Stored data entries
+===+

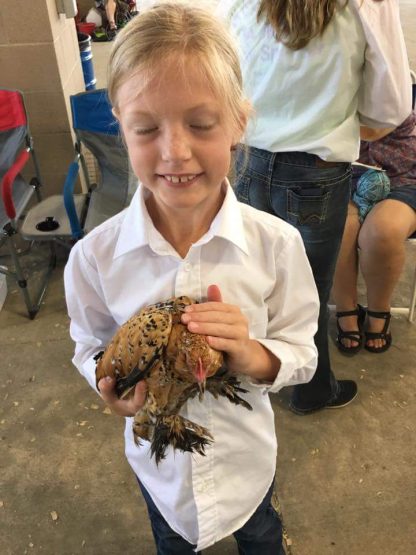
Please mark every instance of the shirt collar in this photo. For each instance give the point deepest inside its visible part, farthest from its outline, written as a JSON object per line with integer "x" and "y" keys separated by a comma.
{"x": 137, "y": 229}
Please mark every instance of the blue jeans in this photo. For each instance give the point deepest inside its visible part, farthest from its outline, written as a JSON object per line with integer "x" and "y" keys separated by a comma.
{"x": 261, "y": 534}
{"x": 313, "y": 196}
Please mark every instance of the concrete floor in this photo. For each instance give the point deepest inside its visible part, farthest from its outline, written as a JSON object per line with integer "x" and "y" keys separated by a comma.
{"x": 346, "y": 478}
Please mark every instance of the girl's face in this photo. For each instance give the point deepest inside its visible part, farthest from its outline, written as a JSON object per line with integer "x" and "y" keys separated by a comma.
{"x": 178, "y": 139}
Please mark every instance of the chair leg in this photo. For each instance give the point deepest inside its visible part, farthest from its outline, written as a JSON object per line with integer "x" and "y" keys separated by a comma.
{"x": 21, "y": 280}
{"x": 31, "y": 306}
{"x": 412, "y": 300}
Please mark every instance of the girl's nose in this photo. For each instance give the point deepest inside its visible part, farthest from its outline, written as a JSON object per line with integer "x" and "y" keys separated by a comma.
{"x": 175, "y": 146}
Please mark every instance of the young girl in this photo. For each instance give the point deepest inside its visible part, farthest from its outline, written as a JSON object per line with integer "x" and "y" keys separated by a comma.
{"x": 175, "y": 86}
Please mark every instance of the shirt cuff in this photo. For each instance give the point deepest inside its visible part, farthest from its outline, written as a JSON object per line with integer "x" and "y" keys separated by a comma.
{"x": 297, "y": 364}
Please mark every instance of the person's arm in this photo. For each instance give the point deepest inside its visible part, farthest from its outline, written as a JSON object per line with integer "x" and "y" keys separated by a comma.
{"x": 92, "y": 327}
{"x": 287, "y": 354}
{"x": 384, "y": 98}
{"x": 228, "y": 330}
{"x": 370, "y": 134}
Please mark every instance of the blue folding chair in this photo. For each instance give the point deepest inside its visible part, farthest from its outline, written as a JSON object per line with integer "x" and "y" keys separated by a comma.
{"x": 70, "y": 216}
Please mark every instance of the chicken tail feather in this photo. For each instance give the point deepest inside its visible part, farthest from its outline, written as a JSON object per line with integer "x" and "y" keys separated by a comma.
{"x": 179, "y": 432}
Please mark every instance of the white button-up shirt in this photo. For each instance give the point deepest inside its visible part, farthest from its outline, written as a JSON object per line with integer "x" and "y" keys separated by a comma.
{"x": 259, "y": 263}
{"x": 314, "y": 99}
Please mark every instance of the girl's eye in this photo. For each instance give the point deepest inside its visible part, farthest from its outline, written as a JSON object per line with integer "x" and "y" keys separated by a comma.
{"x": 202, "y": 126}
{"x": 145, "y": 130}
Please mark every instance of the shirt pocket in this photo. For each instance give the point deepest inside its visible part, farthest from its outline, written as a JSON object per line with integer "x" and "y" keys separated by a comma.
{"x": 257, "y": 321}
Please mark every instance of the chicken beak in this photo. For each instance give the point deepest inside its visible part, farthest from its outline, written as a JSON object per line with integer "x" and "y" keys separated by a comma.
{"x": 201, "y": 377}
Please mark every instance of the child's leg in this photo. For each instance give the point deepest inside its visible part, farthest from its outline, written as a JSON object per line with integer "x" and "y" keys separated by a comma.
{"x": 382, "y": 256}
{"x": 262, "y": 533}
{"x": 168, "y": 542}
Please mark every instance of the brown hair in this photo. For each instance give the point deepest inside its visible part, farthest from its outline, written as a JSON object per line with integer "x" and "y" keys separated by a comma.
{"x": 173, "y": 34}
{"x": 296, "y": 22}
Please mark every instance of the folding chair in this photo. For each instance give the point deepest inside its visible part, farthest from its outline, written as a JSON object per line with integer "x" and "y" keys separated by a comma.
{"x": 67, "y": 217}
{"x": 70, "y": 216}
{"x": 16, "y": 148}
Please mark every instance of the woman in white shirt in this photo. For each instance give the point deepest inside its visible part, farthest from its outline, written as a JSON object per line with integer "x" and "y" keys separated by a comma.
{"x": 315, "y": 72}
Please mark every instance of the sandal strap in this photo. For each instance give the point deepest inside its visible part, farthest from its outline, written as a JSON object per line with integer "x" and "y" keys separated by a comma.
{"x": 386, "y": 316}
{"x": 380, "y": 315}
{"x": 376, "y": 335}
{"x": 354, "y": 312}
{"x": 354, "y": 335}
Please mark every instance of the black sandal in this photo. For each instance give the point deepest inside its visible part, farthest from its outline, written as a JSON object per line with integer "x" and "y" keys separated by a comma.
{"x": 383, "y": 334}
{"x": 357, "y": 335}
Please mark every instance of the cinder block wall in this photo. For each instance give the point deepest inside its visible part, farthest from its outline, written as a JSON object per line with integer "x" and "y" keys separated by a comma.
{"x": 39, "y": 55}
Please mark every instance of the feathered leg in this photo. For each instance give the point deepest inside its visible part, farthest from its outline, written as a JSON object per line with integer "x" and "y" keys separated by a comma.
{"x": 225, "y": 384}
{"x": 179, "y": 432}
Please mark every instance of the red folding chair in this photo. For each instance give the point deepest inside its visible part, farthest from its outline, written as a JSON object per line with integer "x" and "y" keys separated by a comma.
{"x": 16, "y": 149}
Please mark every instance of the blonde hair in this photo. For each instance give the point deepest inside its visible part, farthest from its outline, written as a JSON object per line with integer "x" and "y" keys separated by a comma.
{"x": 175, "y": 33}
{"x": 296, "y": 22}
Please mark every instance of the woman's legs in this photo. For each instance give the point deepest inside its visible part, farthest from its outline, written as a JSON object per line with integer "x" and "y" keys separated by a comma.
{"x": 313, "y": 196}
{"x": 382, "y": 255}
{"x": 344, "y": 290}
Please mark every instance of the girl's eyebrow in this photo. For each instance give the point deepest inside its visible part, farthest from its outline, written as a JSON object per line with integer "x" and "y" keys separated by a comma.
{"x": 199, "y": 107}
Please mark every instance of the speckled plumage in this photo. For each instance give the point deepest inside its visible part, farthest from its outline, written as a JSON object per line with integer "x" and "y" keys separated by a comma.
{"x": 155, "y": 346}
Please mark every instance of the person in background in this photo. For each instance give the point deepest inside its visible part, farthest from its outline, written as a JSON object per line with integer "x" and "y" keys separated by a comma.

+===+

| What you need to do |
Pictures are not part of the copy. Return every record exactly.

| Response for this exercise |
Please mark every instance of the shirt collar in this photo. For each instance give the point deepest inside its visible part, farthest from its outline, written as a JSON object per line with integer "x" and "y" keys separated by a comma.
{"x": 137, "y": 229}
Please mark every instance of the blue jeans in this photo. For each instance give the point deepest inside its visible part, farthest from its outline, written as a JSON object per line with integer "x" and "y" keys separated by a comma.
{"x": 261, "y": 534}
{"x": 313, "y": 196}
Please mark every instance of the concrete floor in this photo. For each instance give the point deepest inside its visible part, farthest from its outline, written as a JSON object per line with integer "x" and "y" keys separated by a comma.
{"x": 346, "y": 478}
Please mark every instance of the girl's face in this photo. For each instance give the point deepest inside its visible part, farthest from its outline, written as a JSON object per line with integer "x" and "y" keys separated by a comma.
{"x": 178, "y": 139}
Please mark every instance of the chair leg in this photo. For each instance give the point deepest inside its visible part, farthest from its outline, written as a JSON object per line with integer "x" and "y" keys separated by a comma.
{"x": 21, "y": 280}
{"x": 31, "y": 306}
{"x": 412, "y": 300}
Please mark every instance of the girl's nose in this photo. For each instance give the point deepest inside its visible part, farthest from its outline, written as a JSON object per line with integer "x" and "y" keys separated by a comma.
{"x": 175, "y": 146}
Please mark every instance of the young girl in this photo. For each instance give the point deepest inside its visible part, farthest from its outline, written as a JSON object per line with integer "x" and "y" keys separated by a comma.
{"x": 175, "y": 86}
Please mark every instance of the shirt cuff in this photo. For each instance give the point deepest inside its visible part, farthest from its outline, written as a JSON object per line with integer "x" and "y" keys separated by a comma.
{"x": 297, "y": 364}
Please mark every instance of the person's arm in this photo. For each instance give the point deepest inside its visible part, farthest from its outline, written as a JSON object per line with integer "x" and "y" keys separated by a comma.
{"x": 92, "y": 327}
{"x": 287, "y": 354}
{"x": 384, "y": 98}
{"x": 228, "y": 330}
{"x": 370, "y": 134}
Please mark every instance of the blue folding chair in this photo. For each instance give the point deepest inside its visible part, farthest from its outline, written as a JSON object per line with integer "x" and "y" keys separated by a comma.
{"x": 70, "y": 216}
Please mark every instance of the chicken tail feather in this photo. For each instance give the point deepest inside its visible part, farthest from its outline, written as a JSON object per line with integer "x" and "y" keys separated by a comma.
{"x": 179, "y": 432}
Please mark every instance of the white button-up shirt in this photo. For each instance give the point deepest inside its visible part, farthest from its outline, written as a JSON object per line with integer "x" and "y" keys separated by a comma.
{"x": 259, "y": 263}
{"x": 314, "y": 99}
Please mark every instance of the girl's eye in this photo. For each instance give the point deepest inside its visible part, farthest from its outline, written as a JSON object per line with integer "x" and "y" keys separated by a comma.
{"x": 202, "y": 126}
{"x": 145, "y": 130}
Please mark every instance of the shirt pocket in this photo. For each instance give the point deepest inside its visible part, farthest from its outline, written as a JSON object per line with integer "x" and "y" keys separated by a comma.
{"x": 257, "y": 321}
Please mark every instance of the chicken beak in this photo. For each instance give the point deepest inside its visible part, farthest from its outline, written as a JSON object per line with integer "x" and "y" keys separated by a comma.
{"x": 201, "y": 377}
Please mark every instance of the child's leg in this photo. For each instance give the point deepest inside its visible part, farthest from its outline, written as a JSON object per line with integer "x" and "y" keys separated by a comma.
{"x": 382, "y": 256}
{"x": 262, "y": 533}
{"x": 168, "y": 542}
Please mark every instance of the brown hair in this photo. For each instance give the point deepest inside its visible part, farthest from its outline, written as a JSON object per line with integer "x" and "y" keys separated by a comma.
{"x": 173, "y": 34}
{"x": 296, "y": 22}
Please mark every instance of the folding chair in this photo. For each instance give the point deepest inside its visible part, farthest from its outline, written as a JSON object per line with integer "x" and "y" keys separated by a comma.
{"x": 67, "y": 217}
{"x": 70, "y": 216}
{"x": 16, "y": 148}
Please mark every instance of the woman in white shirt in this photo. For each instance give the point deepest inside its visible part, farthest from its outline, written as a JSON object per line with integer "x" and "y" keys separated by a comma.
{"x": 315, "y": 72}
Please mark every instance of the sandal strap in this photo. For each instance give the point deepest inside its visible part, farthest from its outline, written as a JSON object per line with integer "x" and "y" keys separated by a comma.
{"x": 386, "y": 316}
{"x": 380, "y": 315}
{"x": 376, "y": 335}
{"x": 354, "y": 312}
{"x": 354, "y": 335}
Please mark every instance of the black sandal in this photo. For each instance give the point deepest inside its visible part, farthest from its outline, written as a JSON object per line with integer "x" and "y" keys separated by a comma.
{"x": 383, "y": 334}
{"x": 357, "y": 335}
Please mark every instance of the cinder block wall in this photo. For each instance give the point deepest inside its visible part, farthest from its outline, written as a JSON object per line with integer "x" and "y" keys separated by a comma.
{"x": 39, "y": 55}
Please mark every instance of the feathered leg in this photo. For each instance give the point deepest inside its visible part, farthest from its outline, written as a JSON object per line with integer "x" and "y" keys separated by a comma.
{"x": 225, "y": 384}
{"x": 179, "y": 432}
Please mark every instance of the red folding chair in this photo. For each instance give the point deepest inside its visible part, farthest from its outline, written as a JSON object per line with integer "x" and "y" keys separated by a comma.
{"x": 16, "y": 149}
Please mark every instance of the blonde hair in this photo. For each instance give the point deepest inside its visible part, farthest from its outline, written as a JSON object per line with integer "x" and "y" keys separated by a comma.
{"x": 175, "y": 33}
{"x": 296, "y": 22}
Please mark every instance of the woman's legs in this photo. For each instance give the point deepest inside its visible part, farthest from its outline, written as a JSON object per line with integer "x" and "y" keys separated by a comma.
{"x": 313, "y": 196}
{"x": 382, "y": 255}
{"x": 344, "y": 290}
Please mark every instance of the girl's eyebrow in this photo. For each instance give the point deepest inside its visible part, farthest from its outline, written as a JSON object per line with integer "x" and "y" keys separated by a comma.
{"x": 199, "y": 107}
Please mark every instance of the speckled plumage in this photo. For each instance give the point deepest inside its visible part, farthest from its outline, written as a JSON object per line with integer "x" and "y" keys separated by a comma.
{"x": 155, "y": 346}
Please mark every instance of the person in background in this photo. For each instance give the point deepest inside its visible part, farthest from its outline, written as a JSON object per line with integer "x" and "y" keys separated by a comma.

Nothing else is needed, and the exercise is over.